_Source extract_:
= = = =

Benchmark Results: When it comes to multi-core performance the Intel Core i7-3820 scored a respectable 7.26 points. That was enough to beat out the Core i7-2700K, but not by much!
Benchmark Results: A quick look at the single core CPU benchmark revealed that the Core i7-2700K and 3820 were basically performing the same!
This is our first use of Futuremark PCMark 7 for a processor review. PCMark 7 which is specifically designed for Windows 7. It measures the performance of the latest PC hardware across a variety of common scenarios.
PCMark Vantage 7 supports both system level and component level benchmarking and comprises several different test suites but for the purposes of this review, we employed the standard test suite. The nice thing about it is that you can submit your scores online and compare against others.
Benchmark Results: Talk about a photo finish! The Intel Core i7-3960X finished only 94 points ahead of the Core i7-3820! It looks like the faster clock frequency on the Intel Core i7-3820 helped make up for the missing cores and cache in this test. Let's take a closer look at the results to see what the deciding factor was.
Intel Core i7-3960X Detailed Benchmark Results:
Intel Core i7-3820 Detailed Benchmark Results:
Looking at the detailed test results between the Intel Core i7-3960X and Core i7-3820 processors we
can see that the Core i7-3960X looks to have won thanks to better performance in the video playback and transcoding downscaling test.
3DMark Vantage is the new industry standard PC gaming performance benchmark from Futuremark, newly designed for Windows Vista and DirectX10. It includes two new graphics tests, two new CPU tests, several new feature tests, and support for the latest hardware. 3DMark Vantage is based on a completely new rendering engine, developed specifically to take full advantage of DirectX10, the new graphics API from Microsoft.
The Performance settings were used for testing, so a resolution of 1280x1024 was used.
Benchmark Results: The Intel Core i7-3960X beat all the other processors in 3DMark Vantage, but the Core i7-3820 wasn't that far behind. Less than a hundred 3DMark points separate the Core i7-3820 and the 2700K.
Benchmark Results: The differences seen on the GPU test were a little closer as it looks like we were becoming GPU limited by the Radeon HD 6950 at the top of the chart.

= = = =

_Extracted information_:
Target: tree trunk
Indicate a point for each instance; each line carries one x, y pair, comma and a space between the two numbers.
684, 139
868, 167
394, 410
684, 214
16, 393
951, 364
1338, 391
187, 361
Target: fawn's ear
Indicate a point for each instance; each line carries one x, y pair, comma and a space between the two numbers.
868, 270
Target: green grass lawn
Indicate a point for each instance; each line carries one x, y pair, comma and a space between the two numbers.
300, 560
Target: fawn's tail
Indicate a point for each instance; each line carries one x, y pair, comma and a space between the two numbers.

= = = =

_Objectives_:
(A) What multi-core score did the Intel Core i7-3820 reach, according to the processor benchmark review?
(B) Go on with the processor benchmark review from the point where it stops.
The listing plays no part in the tasks here.

_The results_:
(A) It scored 7.26 points.

(B)
Benchmark Results: The CPU benchmark results in 3DMark Vantage clearly show the Intel Core i7-3980X in the lead, but look how close the Core i7-2700K and 3820 are once again.
Resident Evil 5
Resident Evil 5 is a survival horror video game developed and published by Capcom. Resident Evil 5 features similar gameplay to Resident Evil 4, with context-sensitive controls and dynamic cut scenes also making a return. The player can control Chris Redfield or Sheva Alomar in a similar fashion to Leon S. Kennedy in Resident Evil 4, with the same over-the-shoulder perspective.
We ran the Resident Evil 5 benchmark in DX10 mode with all the image quality settings turned down, which just happens to be the default settings of the game.
This game title runs on up to six threads as you can see from the task manager shot above that was taken on a test system that was running the Intel Core i7-3960X processor.
Benchmark Results: The Intel Core i7-3820 did really well in Resident Evil 5 benchmark and was significantly faster than the Core i7-2700K.
H.A.W.X. 2 Benchmark
Aerial warfare has evolved. So have you. As a member of the ultra-secret H.A.W.X. 2 squadron, you are one of the chosen few, one of the truly elite. You will use finely honed reflexes, bleeding-edge technology and ultra-sophisticated aircraft - their existence denied by many governments - to dominate the skies. You will do so by mastering every nuance of the world's finest combat aircraft. You will slip into enemy territory undetected, deliver a crippling blow and escape before he can summon a response. You will use your superior technology to decimate the enemy from afar, then draw him in close for a pulse-pounding dogfight. And you will use your steel nerve to successfully execute night raids, aerial refueling and more. You will do all this with professionalism, skill and consummate lethality. Because you are a member of H.A.W.X. 2 and you are one of the finest military aviators the world has ever known. H.A.W.X. 2 was released on November 16, 2010 for PC gamers.
We ran the benchmark in DX11 mode with the image quality settings set fairly high as you would on a high-end gaming PC with a Radeon HD 6950 graphics card.
The H.A.W.X. 2 PC game title runs on what looks like seven threads if the processor being tested has that many available.
Benchmark Results: Here we see the Intel Core i7-3820 losing to the Core i7-2700K in a game test that is obviously coded different and with more graphics intensive settings enabled. The difference between scores here is minor, so saying it lost might be a bit extreme. The difference is really not significant.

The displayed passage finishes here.